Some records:
+---+
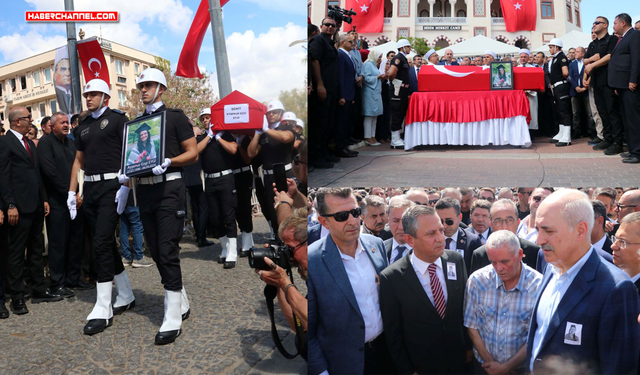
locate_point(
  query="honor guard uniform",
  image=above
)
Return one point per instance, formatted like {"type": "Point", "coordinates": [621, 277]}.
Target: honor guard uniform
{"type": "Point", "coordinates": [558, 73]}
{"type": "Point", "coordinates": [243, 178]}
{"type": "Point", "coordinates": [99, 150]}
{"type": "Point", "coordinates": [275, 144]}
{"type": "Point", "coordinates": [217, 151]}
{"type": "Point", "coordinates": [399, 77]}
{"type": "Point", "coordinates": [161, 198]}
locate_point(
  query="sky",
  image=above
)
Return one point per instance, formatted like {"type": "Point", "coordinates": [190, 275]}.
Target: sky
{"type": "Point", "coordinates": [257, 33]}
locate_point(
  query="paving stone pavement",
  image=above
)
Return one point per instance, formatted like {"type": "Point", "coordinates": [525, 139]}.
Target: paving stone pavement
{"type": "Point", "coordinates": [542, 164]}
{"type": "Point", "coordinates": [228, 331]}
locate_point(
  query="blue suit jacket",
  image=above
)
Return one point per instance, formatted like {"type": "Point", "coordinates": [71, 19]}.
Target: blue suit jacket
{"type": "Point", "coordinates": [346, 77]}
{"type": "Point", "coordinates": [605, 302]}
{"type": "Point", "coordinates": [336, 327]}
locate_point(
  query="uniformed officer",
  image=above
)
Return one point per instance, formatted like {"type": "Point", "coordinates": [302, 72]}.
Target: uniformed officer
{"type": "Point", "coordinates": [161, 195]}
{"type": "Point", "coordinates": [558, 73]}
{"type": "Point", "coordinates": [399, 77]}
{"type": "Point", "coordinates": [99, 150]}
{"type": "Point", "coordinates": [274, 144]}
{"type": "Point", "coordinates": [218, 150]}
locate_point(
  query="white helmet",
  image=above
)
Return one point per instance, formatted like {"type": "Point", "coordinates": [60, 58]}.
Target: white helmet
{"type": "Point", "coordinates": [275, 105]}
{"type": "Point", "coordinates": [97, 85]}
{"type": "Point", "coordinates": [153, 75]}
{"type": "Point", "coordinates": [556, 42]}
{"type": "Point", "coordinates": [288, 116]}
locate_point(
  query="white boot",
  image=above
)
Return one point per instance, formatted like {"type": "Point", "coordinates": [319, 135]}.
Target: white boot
+---+
Exercise requirements:
Pick out every line of the records above that contains the word "officer" and copy each one. Case counts.

Answer to the exercise:
  query="uniformed officer",
Target: uniformed officer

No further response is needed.